Passage provided:
════════════════
Vittorio Pini (20 August 1859 – 8 June 1903) was an Italian worker, activist, and theorist of individualist and illegalist anarchism. Having arrived in France during the 1880s, he was, alongside Clément Duval, one of the first anarchists to develop illegalism there. Engaged in a series of robberies and thefts with the group he founded, the Intransigents, he led a frugal life and used the proceeds of his crimes to support anarchist groups, newspapers, and printing presses.

His arrest by the French police triggered intense debates within the anarchist movement in France, which was then divided over the legitimacy of emerging illegalism. While historical figures such as Jean Grave initially refused to support this new form of militancy, Pini theorized it during his trial, presenting individual reappropriation as legitimate for four main reasons: to resolve economic inequalities directly through force, to terrorize the bourgeoisie, to pedagogically transmit anarchist ideas on property, and finally, to prepare and incite the population to rise up for the revolution.
════════════════
Given data:
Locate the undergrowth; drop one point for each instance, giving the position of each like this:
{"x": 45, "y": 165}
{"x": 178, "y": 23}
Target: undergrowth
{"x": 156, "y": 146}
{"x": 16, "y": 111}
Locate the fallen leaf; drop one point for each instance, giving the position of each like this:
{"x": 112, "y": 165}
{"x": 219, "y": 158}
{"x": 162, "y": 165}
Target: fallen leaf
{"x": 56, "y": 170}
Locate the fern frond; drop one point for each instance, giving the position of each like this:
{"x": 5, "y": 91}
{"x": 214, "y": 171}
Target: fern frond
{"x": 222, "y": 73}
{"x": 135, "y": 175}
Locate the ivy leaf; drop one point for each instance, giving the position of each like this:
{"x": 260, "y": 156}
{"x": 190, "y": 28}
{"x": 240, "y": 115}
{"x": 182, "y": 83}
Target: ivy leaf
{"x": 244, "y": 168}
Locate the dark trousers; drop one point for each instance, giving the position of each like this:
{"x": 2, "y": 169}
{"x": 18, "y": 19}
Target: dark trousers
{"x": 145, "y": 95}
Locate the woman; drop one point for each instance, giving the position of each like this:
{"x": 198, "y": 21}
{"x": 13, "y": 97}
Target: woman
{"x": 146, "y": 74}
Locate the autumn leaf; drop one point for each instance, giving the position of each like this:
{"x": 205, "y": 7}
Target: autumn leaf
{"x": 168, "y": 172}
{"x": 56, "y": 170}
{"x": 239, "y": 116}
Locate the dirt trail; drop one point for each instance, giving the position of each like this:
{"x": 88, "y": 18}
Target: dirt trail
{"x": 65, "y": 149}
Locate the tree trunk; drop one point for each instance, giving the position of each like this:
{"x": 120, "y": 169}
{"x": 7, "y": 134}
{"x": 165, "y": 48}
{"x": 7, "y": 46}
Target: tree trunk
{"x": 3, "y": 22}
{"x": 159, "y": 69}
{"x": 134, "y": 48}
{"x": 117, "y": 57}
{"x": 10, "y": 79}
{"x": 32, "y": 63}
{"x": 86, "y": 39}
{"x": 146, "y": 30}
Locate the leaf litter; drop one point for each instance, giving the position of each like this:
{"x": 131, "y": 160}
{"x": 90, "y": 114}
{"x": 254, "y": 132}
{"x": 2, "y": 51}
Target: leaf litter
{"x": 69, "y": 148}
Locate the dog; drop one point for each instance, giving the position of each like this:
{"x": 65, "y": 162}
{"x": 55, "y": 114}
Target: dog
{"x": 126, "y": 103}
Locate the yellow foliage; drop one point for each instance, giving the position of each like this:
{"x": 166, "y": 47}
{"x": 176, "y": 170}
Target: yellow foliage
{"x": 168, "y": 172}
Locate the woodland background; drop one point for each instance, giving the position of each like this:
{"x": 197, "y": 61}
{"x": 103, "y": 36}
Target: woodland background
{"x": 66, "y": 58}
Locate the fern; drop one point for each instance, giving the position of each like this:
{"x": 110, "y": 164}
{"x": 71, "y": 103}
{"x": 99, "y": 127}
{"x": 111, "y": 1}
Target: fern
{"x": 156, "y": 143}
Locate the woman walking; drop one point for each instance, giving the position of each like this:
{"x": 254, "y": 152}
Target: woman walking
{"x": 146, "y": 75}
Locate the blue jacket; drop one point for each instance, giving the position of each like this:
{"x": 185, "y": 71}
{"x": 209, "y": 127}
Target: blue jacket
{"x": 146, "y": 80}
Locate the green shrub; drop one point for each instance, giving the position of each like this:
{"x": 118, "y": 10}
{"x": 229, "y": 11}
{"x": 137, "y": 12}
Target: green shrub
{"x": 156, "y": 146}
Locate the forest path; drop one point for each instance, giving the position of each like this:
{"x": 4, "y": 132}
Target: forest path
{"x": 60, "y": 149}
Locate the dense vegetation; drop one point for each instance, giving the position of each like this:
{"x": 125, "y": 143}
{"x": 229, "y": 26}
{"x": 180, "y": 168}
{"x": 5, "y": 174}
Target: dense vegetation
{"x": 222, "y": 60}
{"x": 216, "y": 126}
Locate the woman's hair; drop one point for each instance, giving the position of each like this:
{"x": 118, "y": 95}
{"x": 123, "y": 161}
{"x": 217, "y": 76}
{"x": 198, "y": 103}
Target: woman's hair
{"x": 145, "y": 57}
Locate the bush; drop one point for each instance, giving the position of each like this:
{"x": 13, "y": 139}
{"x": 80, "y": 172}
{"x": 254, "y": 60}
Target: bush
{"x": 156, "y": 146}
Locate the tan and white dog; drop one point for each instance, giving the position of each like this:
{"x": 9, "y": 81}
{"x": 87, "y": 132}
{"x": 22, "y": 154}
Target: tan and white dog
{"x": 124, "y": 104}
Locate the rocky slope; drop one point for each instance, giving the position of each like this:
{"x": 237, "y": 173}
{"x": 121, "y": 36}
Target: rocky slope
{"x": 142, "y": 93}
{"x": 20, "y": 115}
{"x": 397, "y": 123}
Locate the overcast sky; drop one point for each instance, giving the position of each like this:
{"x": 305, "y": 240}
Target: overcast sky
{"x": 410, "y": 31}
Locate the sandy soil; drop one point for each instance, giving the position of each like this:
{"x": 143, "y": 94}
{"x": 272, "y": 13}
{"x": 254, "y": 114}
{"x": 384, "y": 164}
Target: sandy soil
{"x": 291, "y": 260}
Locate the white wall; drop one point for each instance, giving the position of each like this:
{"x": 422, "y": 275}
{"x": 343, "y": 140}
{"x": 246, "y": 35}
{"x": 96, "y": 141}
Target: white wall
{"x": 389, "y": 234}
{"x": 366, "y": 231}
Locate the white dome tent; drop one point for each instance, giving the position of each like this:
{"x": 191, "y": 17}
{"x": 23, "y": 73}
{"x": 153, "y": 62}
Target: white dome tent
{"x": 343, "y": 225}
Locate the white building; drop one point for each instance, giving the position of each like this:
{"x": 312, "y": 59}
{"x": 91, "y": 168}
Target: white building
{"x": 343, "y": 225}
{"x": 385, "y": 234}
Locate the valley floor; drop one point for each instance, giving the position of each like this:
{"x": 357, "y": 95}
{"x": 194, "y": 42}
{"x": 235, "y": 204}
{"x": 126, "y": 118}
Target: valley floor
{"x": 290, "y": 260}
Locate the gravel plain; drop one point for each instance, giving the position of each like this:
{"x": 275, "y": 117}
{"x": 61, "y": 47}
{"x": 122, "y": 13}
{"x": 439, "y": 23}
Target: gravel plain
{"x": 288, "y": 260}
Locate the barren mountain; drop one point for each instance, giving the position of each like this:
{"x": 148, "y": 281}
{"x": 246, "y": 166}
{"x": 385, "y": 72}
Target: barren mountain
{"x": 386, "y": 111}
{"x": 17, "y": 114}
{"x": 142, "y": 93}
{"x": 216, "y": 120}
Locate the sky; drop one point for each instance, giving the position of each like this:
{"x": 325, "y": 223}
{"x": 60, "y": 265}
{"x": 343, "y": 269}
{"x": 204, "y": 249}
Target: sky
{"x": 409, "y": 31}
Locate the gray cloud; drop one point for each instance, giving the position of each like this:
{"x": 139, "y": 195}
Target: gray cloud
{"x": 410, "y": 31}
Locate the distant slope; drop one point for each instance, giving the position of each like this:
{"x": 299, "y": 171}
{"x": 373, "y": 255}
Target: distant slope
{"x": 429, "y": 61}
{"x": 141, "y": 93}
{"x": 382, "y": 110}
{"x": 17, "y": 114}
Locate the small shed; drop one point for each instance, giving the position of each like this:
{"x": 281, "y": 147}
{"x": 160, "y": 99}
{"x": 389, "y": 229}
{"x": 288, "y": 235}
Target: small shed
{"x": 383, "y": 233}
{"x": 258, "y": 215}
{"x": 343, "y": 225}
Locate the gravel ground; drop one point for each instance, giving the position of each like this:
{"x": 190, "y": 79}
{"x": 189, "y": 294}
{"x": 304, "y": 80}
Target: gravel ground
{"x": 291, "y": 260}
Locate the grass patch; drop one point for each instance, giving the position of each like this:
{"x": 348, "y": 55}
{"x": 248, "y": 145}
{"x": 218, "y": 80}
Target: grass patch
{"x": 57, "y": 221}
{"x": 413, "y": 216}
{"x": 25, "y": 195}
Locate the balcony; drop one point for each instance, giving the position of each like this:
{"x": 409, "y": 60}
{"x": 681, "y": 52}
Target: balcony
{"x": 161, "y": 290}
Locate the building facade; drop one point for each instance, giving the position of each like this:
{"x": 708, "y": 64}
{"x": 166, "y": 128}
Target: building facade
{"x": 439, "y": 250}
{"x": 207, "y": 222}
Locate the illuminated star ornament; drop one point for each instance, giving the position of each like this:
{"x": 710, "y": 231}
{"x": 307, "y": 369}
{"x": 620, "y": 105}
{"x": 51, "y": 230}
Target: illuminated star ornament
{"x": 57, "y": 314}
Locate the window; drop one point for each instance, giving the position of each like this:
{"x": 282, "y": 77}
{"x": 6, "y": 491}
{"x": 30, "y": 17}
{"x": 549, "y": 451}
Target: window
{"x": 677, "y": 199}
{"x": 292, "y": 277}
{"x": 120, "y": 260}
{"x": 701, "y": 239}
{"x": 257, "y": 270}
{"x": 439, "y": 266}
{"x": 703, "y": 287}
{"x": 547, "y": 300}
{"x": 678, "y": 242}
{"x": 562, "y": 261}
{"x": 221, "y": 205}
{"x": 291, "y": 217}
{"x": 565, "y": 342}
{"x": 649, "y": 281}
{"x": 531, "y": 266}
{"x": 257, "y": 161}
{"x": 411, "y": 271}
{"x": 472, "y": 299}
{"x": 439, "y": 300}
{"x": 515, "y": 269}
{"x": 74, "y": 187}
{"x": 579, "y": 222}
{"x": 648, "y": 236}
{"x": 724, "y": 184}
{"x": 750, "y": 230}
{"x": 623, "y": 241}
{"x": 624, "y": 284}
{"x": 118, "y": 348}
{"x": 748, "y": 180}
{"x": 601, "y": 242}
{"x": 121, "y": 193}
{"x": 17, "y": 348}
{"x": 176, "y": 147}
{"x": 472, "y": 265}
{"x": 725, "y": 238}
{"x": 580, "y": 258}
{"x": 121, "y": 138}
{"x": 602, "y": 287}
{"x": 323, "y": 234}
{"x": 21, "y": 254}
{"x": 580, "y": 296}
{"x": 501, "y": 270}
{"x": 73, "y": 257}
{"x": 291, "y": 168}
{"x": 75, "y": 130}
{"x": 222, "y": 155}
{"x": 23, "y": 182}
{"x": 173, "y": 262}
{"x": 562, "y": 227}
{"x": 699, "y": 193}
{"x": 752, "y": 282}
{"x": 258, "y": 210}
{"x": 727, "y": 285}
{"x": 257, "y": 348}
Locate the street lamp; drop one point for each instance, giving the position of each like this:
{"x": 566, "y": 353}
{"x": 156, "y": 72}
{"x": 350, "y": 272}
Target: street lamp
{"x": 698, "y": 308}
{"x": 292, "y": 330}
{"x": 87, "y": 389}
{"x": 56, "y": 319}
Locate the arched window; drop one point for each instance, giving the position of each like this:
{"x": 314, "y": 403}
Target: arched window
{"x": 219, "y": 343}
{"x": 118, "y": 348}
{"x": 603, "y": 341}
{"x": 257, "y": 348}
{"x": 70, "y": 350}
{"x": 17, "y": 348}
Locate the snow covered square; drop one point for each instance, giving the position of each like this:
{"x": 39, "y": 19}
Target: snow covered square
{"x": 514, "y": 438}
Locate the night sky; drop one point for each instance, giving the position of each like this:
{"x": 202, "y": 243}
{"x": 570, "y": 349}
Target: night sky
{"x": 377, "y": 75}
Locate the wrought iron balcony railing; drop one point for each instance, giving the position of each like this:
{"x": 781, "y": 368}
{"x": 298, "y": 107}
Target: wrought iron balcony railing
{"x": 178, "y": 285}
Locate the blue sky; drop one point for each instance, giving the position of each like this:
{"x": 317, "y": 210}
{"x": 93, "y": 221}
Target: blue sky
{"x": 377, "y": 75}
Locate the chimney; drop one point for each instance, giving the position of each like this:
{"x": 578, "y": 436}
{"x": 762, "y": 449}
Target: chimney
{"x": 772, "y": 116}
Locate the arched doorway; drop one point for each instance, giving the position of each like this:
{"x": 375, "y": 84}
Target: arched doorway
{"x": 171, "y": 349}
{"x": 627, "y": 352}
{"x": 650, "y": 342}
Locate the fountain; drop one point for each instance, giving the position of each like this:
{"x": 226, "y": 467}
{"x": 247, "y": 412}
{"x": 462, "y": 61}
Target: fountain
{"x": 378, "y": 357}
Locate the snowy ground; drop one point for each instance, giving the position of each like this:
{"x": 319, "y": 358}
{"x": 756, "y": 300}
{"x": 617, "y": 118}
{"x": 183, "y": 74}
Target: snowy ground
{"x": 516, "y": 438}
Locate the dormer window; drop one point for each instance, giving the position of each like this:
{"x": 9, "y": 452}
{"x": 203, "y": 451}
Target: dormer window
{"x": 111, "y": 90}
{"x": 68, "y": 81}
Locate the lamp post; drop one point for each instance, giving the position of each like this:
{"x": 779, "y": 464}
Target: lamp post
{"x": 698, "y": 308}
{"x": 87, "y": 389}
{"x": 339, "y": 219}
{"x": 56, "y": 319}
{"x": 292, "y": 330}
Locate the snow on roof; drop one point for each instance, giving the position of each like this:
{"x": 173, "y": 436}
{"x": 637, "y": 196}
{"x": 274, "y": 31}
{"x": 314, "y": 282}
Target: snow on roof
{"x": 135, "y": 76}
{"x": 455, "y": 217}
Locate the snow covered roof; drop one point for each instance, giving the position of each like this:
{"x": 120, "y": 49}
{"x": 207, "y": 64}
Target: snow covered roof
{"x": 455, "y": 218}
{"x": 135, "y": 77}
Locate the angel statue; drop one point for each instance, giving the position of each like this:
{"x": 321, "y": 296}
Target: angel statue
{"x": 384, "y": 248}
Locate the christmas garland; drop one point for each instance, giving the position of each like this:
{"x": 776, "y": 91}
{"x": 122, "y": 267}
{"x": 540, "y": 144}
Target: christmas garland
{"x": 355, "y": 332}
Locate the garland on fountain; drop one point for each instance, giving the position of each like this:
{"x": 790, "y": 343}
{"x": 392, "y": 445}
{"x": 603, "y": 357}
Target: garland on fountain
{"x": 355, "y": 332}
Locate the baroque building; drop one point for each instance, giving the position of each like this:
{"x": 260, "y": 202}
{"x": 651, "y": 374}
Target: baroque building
════════════════
Work instructions:
A) Reproduce word for word the part of the passage on Vittorio Pini starting with "His arrest by" and going on through "for the revolution.".
B) Pick up the passage on Vittorio Pini after its final sentence and write what comes next.

Your written answers:
A)
His arrest by the French police triggered intense debates within the anarchist movement in France, which was then divided over the legitimacy of emerging illegalism. While historical figures such as Jean Grave initially refused to support this new form of militancy, Pini theorized it during his trial, presenting individual reappropriation as legitimate for four main reasons: to resolve economic inequalities directly through force, to terrorize the bourgeoisie, to pedagogically transmit anarchist ideas on property, and finally, to prepare and incite the population to rise up for the revolution.

B)
The group he founded later influenced several illegalist associations. He was sentenced to 20 years of imprisonment and deported to the penal colony of Cayenne, from which he attempted to escape twice, once with Placide Schouppe that nearly succeeded, before being recaptured and eventually dying there.

== Biography ==

=== Youth and militantism ===
Vittorio Achillo Pini was born in Reggio Emilia on 20 August 1859. His mother was named Anna Marzucchi, while his father, Mauro Marzucchi, was a Garibaldian volunteer. One of his grandfathers was hanged in 1831 for conspiring against the government. He grew up in poverty, and several of his brothers died from poverty during his youth. Pini had to start working as a typographer at the age of twelve to support his family. There, he joined the printing house of an Italian republican newspaper and became politically engaged on the left through reading this journal.

He joined the First International before moving to Milan, where he participated in a six-month strike with the city's typographers. The strike ultimately failed, convincing him that this method would not succeed. During this period, he worked as a firefighter and once saved a family from a burning building while on duty. In his youth, Pini also frequented anarchist and revolutionary circles in Rome, as evidenced by his later encounters in France with several companions from these circles, including his friend Sante Magrini.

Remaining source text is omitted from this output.